## Problem requirements
Every line from the one with "478L560 410L533 408L527" through the final line of the data below goes in the answer, copied exactly. Pictures do not.
#####
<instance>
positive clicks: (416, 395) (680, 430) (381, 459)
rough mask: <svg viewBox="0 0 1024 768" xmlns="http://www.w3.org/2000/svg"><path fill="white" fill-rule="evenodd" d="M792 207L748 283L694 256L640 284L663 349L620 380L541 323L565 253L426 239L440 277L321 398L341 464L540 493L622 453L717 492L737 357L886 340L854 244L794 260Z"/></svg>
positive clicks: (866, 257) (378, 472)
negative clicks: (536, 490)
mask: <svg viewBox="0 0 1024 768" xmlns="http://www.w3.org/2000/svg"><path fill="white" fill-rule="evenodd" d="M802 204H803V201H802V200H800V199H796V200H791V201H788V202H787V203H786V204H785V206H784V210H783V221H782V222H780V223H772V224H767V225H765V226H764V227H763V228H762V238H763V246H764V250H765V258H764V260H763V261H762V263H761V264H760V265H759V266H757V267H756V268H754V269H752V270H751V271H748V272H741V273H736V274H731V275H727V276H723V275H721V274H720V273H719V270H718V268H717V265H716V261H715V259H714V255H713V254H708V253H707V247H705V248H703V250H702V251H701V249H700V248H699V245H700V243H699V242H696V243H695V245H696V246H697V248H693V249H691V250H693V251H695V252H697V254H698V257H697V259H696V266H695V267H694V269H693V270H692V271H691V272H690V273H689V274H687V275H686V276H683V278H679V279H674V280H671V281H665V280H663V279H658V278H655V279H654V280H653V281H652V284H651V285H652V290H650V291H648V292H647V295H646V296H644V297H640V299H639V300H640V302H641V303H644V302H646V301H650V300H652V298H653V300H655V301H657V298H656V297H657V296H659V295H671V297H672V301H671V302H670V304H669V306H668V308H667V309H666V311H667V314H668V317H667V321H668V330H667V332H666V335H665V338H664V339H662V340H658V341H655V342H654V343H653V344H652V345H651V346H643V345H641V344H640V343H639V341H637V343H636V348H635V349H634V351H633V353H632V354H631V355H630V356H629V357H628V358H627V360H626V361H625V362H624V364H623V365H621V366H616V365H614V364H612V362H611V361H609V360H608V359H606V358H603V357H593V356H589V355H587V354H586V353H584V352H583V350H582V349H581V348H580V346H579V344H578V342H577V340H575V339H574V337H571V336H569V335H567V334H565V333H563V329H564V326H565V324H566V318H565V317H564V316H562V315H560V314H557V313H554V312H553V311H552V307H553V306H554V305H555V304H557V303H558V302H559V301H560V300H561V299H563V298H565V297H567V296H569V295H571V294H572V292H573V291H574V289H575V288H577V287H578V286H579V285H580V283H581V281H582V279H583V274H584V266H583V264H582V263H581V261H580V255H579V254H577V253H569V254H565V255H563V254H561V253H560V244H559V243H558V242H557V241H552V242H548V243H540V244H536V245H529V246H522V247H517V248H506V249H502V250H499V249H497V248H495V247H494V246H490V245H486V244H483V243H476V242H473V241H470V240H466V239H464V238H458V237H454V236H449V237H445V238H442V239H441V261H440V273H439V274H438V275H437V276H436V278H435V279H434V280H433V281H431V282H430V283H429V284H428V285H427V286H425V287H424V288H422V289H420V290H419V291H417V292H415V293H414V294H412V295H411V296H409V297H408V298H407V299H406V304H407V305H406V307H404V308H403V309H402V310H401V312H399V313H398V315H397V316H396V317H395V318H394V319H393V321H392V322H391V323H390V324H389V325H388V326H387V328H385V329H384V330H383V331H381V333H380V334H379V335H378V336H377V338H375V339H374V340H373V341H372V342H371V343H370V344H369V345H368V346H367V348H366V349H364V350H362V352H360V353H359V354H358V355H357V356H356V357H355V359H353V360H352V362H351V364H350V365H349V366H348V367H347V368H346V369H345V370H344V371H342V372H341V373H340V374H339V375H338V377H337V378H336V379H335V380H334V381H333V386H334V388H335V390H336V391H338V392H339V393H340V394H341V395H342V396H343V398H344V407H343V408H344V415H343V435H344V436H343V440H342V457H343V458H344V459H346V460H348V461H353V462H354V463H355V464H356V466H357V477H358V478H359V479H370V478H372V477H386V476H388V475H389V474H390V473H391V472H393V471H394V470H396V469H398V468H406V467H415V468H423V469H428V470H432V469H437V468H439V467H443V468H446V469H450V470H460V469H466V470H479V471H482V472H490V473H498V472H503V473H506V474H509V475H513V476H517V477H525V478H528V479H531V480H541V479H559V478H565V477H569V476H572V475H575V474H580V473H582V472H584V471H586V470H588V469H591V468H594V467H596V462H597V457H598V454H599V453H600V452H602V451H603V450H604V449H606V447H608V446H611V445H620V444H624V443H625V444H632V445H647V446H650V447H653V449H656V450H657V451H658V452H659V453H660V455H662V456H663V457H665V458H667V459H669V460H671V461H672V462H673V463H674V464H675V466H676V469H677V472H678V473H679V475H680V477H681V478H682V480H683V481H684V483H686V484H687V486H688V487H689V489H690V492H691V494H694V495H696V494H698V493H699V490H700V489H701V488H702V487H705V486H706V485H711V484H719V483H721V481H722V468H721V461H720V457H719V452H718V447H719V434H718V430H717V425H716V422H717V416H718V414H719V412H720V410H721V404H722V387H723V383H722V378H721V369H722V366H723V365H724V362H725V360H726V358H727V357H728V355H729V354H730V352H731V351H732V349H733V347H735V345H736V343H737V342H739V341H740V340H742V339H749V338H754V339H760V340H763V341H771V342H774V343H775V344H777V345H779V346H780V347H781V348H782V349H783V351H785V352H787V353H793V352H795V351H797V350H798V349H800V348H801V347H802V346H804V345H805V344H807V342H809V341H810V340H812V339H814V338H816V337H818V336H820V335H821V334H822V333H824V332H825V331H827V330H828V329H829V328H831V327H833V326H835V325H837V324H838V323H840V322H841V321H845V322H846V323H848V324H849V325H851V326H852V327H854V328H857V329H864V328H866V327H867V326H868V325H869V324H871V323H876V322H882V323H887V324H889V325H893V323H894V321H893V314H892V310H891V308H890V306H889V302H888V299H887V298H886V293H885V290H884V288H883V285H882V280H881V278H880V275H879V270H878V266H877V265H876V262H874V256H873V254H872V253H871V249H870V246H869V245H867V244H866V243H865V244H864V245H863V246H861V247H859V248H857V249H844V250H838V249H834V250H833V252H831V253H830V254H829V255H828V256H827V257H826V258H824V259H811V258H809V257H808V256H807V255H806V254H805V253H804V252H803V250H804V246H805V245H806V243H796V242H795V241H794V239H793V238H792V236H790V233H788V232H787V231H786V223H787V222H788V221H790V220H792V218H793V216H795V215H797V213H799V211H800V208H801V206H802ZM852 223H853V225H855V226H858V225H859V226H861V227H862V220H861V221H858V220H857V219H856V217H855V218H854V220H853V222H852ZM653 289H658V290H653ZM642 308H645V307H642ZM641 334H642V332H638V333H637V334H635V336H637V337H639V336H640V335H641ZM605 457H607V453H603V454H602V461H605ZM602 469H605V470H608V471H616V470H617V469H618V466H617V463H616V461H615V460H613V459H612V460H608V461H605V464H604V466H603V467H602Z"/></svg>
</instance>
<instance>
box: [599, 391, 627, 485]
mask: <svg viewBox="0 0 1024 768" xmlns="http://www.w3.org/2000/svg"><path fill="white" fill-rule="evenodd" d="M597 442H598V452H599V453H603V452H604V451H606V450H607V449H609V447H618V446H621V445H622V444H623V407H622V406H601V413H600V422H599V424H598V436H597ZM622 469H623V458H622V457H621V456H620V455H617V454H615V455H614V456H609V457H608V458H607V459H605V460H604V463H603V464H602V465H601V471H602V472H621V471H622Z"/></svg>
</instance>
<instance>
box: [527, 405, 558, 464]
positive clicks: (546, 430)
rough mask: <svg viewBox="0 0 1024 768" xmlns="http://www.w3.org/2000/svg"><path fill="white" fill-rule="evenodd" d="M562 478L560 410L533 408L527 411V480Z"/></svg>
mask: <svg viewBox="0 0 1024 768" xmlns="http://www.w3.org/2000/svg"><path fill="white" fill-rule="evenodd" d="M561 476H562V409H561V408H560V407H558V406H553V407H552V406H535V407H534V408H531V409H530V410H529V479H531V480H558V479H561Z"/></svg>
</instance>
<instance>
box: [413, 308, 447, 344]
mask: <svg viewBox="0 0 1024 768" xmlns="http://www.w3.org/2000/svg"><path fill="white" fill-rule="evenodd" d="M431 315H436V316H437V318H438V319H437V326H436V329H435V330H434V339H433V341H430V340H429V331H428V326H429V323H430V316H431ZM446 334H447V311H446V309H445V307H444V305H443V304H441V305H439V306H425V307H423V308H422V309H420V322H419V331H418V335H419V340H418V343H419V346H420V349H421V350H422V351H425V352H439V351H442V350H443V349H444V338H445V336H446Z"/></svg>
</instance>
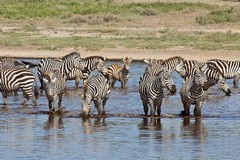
#####
## Written reply
rough mask: <svg viewBox="0 0 1024 768" xmlns="http://www.w3.org/2000/svg"><path fill="white" fill-rule="evenodd" d="M562 478L560 410L533 408L527 411V480Z"/></svg>
mask: <svg viewBox="0 0 1024 768" xmlns="http://www.w3.org/2000/svg"><path fill="white" fill-rule="evenodd" d="M561 476H562V409H561V408H560V407H558V406H553V407H552V406H535V407H534V408H531V409H530V410H529V479H531V480H558V479H561Z"/></svg>
</instance>
<instance>
box: [413, 308, 447, 344]
mask: <svg viewBox="0 0 1024 768" xmlns="http://www.w3.org/2000/svg"><path fill="white" fill-rule="evenodd" d="M431 315H436V316H437V318H438V319H437V326H436V329H435V330H434V339H433V341H430V340H429V331H428V326H429V323H430V316H431ZM446 334H447V311H446V309H445V307H444V305H443V304H441V305H439V306H425V307H423V308H422V309H420V322H419V331H418V335H419V340H418V343H419V346H420V349H421V350H422V351H425V352H439V351H442V350H443V349H444V338H445V336H446Z"/></svg>
</instance>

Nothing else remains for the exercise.